DOCUMENT EXCERPT:
* * * * * * * * *
Even communities that shared similar values reached very different conclusions

Faith communities thus provide me with a context. But to illustrate my principles I also need a scenario — a challenging event, even a crisis, that puts policy-making capacities to the test. Ideally, the event should be one that is current or at least fresh in readers’ minds. The Covid-19 pandemic is an obvious choice. With health authorities everywhere convinced that the pandemic required an unprecedented response, faith communities scrabbled to work out policy responses on behalf of their members. However, even communities that shared similar values reached very different conclusions.

Consider (for example) the contrasting responses from Christian churches. In the United Kingdom, Justin Welby, the Archbishop of Canterbury, chose to close churches. In March 2020, he announced that the clergy were not to enter their own churches. In Canada, by contrast, three pastors (Tim Stephens, James Coates and Artur Pawlowski)3, each acting independently, prioritised keeping their churches open during lockdowns. Because of their decision, the pastors were subjected to multiple arrests, but despite this, they deemed that keeping their churches open was the right Christian response. They prioritised spiritual sustenance over physical safety, including their own.

The rights and wrongs of lockdowns were not the only policy dilemma to spring from the Covid crisis. Many national health authorities admonished the public as a whole — old and young, fit and unfit — to accept a vaccination as a civic duty, for the sake not only of personal safety, but also for the safety of others. In some jurisdictions, the admonition came close to compulsion. Members of the public who declined a vaccination were often placed under additional restrictions, affecting their freedom to work or leave their homes.

This raised a predicament for leaders of faith communities. Should those who chose not to be vaccinated be discouraged or even barred from participation in the community’s activities? Should scope be allowed for principled dissent? Justin Welby saw no reason to equivocate on this question. In January 2021, he flatly declared, ‘…the vaccine is safe, and everybody should have it.4’ Note the sweeping words ‘safe’ and   ‘everybody’. Eleven months later, he was even more explicit in proclaiming that vaccination was a moral obligation. ‘It is not about me and my right to choose,’ he asserted, ‘it’s about how I love my neighbour.’5

Yet by that point it was clear (to anyone who cared to look) that some of the Covid-vaccine sceptics were not just reactive and uncooperative. Many were thoughtful people who were worrying about specific issues — evidence, for example, that risks were associated with certain vaccines; or doubts about the logic of universal vaccination when vulnerability to Covid was heavily concentrated in identifiable groups (who could perhaps be more efficiently protected by targeted policies).
* * * * * * * * *
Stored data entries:
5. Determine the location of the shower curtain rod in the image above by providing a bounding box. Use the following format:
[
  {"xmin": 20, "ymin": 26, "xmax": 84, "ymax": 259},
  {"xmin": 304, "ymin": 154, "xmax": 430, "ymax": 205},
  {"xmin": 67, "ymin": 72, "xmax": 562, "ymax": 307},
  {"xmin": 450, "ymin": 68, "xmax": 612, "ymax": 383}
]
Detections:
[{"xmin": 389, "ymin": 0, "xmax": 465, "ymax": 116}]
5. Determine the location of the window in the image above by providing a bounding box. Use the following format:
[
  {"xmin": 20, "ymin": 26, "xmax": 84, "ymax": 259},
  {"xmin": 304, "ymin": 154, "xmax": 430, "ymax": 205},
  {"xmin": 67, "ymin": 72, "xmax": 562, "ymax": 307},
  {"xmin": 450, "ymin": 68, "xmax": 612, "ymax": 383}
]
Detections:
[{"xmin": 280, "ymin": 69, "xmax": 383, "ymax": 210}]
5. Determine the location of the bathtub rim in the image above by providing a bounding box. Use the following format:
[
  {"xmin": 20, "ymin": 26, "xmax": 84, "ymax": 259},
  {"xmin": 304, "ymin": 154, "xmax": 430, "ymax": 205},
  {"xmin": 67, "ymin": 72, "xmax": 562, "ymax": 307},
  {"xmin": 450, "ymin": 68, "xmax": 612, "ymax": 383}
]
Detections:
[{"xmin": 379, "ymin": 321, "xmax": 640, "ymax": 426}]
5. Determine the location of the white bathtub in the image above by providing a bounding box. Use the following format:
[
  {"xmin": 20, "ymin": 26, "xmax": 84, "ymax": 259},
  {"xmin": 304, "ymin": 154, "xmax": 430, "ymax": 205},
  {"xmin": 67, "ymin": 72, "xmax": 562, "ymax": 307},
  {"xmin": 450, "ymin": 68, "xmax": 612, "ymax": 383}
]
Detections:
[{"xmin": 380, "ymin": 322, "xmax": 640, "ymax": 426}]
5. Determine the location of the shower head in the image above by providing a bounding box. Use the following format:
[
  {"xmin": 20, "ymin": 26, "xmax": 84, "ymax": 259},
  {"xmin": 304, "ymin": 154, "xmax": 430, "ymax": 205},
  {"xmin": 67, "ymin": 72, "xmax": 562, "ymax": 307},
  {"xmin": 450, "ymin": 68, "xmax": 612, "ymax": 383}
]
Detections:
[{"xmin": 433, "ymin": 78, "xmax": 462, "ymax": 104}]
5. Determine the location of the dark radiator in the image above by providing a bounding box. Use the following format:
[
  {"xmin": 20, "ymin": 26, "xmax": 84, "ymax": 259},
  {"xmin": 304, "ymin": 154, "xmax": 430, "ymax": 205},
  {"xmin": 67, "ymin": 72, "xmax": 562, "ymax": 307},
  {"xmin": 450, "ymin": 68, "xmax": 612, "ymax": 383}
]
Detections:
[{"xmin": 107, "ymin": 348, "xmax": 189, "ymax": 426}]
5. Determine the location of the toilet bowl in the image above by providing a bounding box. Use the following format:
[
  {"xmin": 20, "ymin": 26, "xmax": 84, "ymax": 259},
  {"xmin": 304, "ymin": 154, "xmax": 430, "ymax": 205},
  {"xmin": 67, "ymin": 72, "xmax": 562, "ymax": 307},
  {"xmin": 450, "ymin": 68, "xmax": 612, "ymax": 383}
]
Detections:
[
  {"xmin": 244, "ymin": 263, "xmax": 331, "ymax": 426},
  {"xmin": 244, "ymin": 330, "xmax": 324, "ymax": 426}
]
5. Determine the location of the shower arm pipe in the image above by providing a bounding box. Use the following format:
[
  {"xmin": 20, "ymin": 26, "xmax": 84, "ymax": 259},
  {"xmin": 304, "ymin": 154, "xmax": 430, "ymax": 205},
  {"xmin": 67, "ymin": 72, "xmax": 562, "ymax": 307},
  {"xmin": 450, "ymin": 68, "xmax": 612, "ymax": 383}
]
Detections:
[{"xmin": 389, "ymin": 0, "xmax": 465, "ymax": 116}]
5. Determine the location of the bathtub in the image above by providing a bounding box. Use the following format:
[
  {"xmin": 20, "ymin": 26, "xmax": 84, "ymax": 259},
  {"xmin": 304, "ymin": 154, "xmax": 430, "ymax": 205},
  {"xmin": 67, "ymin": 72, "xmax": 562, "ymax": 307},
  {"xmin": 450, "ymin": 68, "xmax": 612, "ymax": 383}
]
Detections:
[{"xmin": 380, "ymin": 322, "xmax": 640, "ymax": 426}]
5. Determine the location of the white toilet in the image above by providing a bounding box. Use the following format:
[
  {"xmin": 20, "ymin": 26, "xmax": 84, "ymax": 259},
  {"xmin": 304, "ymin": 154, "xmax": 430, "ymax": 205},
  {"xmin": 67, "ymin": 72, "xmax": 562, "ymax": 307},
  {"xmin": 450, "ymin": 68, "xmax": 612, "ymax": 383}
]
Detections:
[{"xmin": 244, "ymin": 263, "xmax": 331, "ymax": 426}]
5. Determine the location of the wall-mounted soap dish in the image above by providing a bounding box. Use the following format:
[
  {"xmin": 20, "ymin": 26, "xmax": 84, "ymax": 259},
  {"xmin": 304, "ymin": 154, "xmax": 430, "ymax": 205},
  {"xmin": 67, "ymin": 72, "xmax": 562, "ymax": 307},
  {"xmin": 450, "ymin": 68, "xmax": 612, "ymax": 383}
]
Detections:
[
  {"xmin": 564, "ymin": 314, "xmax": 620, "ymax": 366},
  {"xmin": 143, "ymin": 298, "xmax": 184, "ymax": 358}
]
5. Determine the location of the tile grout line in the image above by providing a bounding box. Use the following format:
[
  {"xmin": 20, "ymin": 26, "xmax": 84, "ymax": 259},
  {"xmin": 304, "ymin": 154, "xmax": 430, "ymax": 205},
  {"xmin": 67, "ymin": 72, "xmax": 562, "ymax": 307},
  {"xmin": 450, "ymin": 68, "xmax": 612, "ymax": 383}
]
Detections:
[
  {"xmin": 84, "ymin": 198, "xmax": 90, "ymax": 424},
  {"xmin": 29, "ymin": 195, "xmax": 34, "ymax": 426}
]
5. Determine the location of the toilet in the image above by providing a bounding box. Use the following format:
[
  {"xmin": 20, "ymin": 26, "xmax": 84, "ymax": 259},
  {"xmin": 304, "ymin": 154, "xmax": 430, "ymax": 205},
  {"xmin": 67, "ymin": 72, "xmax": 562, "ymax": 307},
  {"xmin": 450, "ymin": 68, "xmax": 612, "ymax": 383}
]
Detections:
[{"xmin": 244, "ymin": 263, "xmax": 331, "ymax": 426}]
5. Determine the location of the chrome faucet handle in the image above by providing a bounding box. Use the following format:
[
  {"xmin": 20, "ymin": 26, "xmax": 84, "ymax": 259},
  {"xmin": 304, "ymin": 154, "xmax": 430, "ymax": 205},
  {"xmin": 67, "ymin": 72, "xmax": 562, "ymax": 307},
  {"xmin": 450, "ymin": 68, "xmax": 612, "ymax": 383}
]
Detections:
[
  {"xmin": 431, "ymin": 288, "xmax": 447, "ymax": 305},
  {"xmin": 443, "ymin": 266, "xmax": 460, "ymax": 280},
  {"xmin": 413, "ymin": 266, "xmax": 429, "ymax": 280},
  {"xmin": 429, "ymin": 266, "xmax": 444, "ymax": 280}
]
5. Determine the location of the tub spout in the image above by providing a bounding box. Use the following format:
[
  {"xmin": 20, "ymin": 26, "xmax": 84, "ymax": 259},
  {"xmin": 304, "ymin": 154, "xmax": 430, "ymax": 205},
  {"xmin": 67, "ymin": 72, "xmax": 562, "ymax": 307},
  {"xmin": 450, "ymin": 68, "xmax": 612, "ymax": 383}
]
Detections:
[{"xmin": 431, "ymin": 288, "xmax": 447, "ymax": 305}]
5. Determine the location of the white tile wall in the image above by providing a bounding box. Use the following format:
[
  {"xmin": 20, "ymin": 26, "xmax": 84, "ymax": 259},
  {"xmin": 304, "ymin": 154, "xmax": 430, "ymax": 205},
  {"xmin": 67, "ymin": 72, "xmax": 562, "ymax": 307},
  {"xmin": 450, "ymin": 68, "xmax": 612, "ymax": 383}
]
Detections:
* * * * * * * * *
EXERCISE REQUIREMENTS: Reproduce the entire passage on faith communities and Covid-19 policy word for word.

TASK RESULT:
Even communities that shared similar values reached very different conclusions

Faith communities thus provide me with a context. But to illustrate my principles I also need a scenario — a challenging event, even a crisis, that puts policy-making capacities to the test. Ideally, the event should be one that is current or at least fresh in readers’ minds. The Covid-19 pandemic is an obvious choice. With health authorities everywhere convinced that the pandemic required an unprecedented response, faith communities scrabbled to work out policy responses on behalf of their members. However, even communities that shared similar values reached very different conclusions.

Consider (for example) the contrasting responses from Christian churches. In the United Kingdom, Justin Welby, the Archbishop of Canterbury, chose to close churches. In March 2020, he announced that the clergy were not to enter their own churches. In Canada, by contrast, three pastors (Tim Stephens, James Coates and Artur Pawlowski)3, each acting independently, prioritised keeping their churches open during lockdowns. Because of their decision, the pastors were subjected to multiple arrests, but despite this, they deemed that keeping their churches open was the right Christian response. They prioritised spiritual sustenance over physical safety, including their own.

The rights and wrongs of lockdowns were not the only policy dilemma to spring from the Covid crisis. Many national health authorities admonished the public as a whole — old and young, fit and unfit — to accept a vaccination as a civic duty, for the sake not only of personal safety, but also for the safety of others. In some jurisdictions, the admonition came close to compulsion. Members of the public who declined a vaccination were often placed under additional restrictions, affecting their freedom to work or leave their homes.

This raised a predicament for leaders of faith communities. Should those who chose not to be vaccinated be discouraged or even barred from participation in the community’s activities? Should scope be allowed for principled dissent? Justin Welby saw no reason to equivocate on this question. In January 2021, he flatly declared, ‘…the vaccine is safe, and everybody should have it.4’ Note the sweeping words ‘safe’ and   ‘everybody’. Eleven months later, he was even more explicit in proclaiming that vaccination was a moral obligation. ‘It is not about me and my right to choose,’ he asserted, ‘it’s about how I love my neighbour.’5

Yet by that point it was clear (to anyone who cared to look) that some of the Covid-vaccine sceptics were not just reactive and uncooperative. Many were thoughtful people who were worrying about specific issues — evidence, for example, that risks were associated with certain vaccines; or doubts about the logic of universal vaccination when vulnerability to Covid was heavily concentrated in identifiable groups (who could perhaps be more efficiently protected by targeted policies).